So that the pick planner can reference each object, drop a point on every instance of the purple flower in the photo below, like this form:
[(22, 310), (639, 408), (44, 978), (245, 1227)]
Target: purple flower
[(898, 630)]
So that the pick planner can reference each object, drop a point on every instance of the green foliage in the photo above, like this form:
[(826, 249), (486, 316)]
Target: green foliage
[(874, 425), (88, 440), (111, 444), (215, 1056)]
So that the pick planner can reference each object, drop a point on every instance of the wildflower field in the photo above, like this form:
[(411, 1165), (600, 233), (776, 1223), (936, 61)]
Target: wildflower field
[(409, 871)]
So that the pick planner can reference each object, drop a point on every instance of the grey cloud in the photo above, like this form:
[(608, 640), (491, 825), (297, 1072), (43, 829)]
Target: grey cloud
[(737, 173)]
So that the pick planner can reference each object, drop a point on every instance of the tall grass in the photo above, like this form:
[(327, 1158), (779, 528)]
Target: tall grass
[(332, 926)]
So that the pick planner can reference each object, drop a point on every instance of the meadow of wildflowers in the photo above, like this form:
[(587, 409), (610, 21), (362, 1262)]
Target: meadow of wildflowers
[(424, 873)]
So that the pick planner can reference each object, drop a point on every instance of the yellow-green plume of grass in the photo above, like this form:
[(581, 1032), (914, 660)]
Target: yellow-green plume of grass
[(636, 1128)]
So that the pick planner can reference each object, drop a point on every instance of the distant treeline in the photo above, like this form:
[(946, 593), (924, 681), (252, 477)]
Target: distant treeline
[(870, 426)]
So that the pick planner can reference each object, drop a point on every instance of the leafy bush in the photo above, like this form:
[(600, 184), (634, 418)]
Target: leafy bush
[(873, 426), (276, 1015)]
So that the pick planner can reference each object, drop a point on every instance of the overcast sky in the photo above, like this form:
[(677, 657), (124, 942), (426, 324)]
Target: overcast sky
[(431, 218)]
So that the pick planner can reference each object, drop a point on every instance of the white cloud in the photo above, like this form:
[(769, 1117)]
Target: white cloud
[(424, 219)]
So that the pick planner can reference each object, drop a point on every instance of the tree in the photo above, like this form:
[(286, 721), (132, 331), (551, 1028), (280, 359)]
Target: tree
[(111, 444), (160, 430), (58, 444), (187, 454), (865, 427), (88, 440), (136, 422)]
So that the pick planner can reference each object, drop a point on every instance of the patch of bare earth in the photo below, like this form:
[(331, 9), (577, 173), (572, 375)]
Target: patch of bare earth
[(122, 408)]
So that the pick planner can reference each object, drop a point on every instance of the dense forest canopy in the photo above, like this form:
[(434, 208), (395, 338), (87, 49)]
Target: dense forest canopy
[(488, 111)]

◇ ◇ ◇ ◇ ◇ ◇ ◇

§ Set exercise: Reproduce all of the data above, switching "pick planner" to "grasp planner" and leaving everything else unchanged.

§ Result below:
So that the grasp planner can reference each object, drop a point on every instance of the purple flower in the photo below, like this form:
[(22, 310), (639, 408), (44, 978), (245, 1227)]
Target: purple flower
[(898, 630)]
So that the grasp planner can reference each object, drop a point on every instance of the green foliage in the photo above, like this form:
[(826, 249), (486, 316)]
Target: green foliage
[(874, 425), (88, 440), (111, 444), (215, 1056)]
So that the grasp planner can reference each object, drop a point on every instance of the wildflower field in the photo above, like this form:
[(411, 1165), (600, 233), (776, 1223), (936, 61)]
Target: wildflower field
[(409, 871)]
So that the grasp planner can reference each object, drop a point on every instance of the grey cloud in the photo above, like this form:
[(608, 640), (491, 825), (297, 1072), (43, 829)]
Target: grey cloud
[(737, 173)]
So that the grasp planner can reference each object, drop a point on every instance of the tall grass in the photo above, like this form:
[(327, 1158), (779, 528)]
Target: tall grass
[(332, 926)]
So that the grasp planner can reference each object, drop a point on every instance of the meadow of wildflowers in the photo above, like this form:
[(587, 409), (610, 21), (362, 1262)]
Target: meadow of wildflowers
[(424, 873)]
So that the grasp planner can reference each object, drop a point on every instance of the yellow-green plume of grass in the photo above, like this form:
[(581, 1032), (914, 660)]
Target: yellow-green plume of grass
[(636, 1128)]
So that the grasp planner can reference each object, drop a point on every instance of the distant treeline in the photo above, like this form:
[(946, 593), (924, 681), (252, 477)]
Target: distant treeline
[(870, 426)]
So that the grasp planner can reference each object, drop a point on every instance of the leafy bush in the photo above, like this form:
[(600, 184), (634, 418)]
Target: leafy bush
[(873, 426), (276, 1015)]
So that the grasp planner can reference each object, drop a point on every instance of the overcast sky in the photo above, like this form:
[(677, 657), (124, 942), (426, 324)]
Target: overcast sky
[(431, 218)]
So that the grasp planner can reference each object, drop a point on every instance of the white cloud in the photo above, like this form:
[(769, 1117)]
Target: white cloud
[(424, 219)]
So that the grasp planner can reference each object, drop a point on every instance of the tree in the photo above, like this form:
[(286, 721), (132, 331), (551, 1028), (280, 359)]
Target: tree
[(111, 444), (160, 430), (58, 444), (187, 454), (865, 427), (88, 440), (136, 422)]
So that the grasp planner can reference each object, drop a point on every instance of the patch of bare earth in the photo below, like this form:
[(331, 9), (577, 173), (572, 375)]
Target: patch of bare earth
[(122, 408)]
So that the grasp planner can reference each object, drop a point on every instance of the dense forest canopy in the photo above, like this form:
[(434, 208), (395, 338), (87, 49)]
Target: dense forest canopy
[(488, 111)]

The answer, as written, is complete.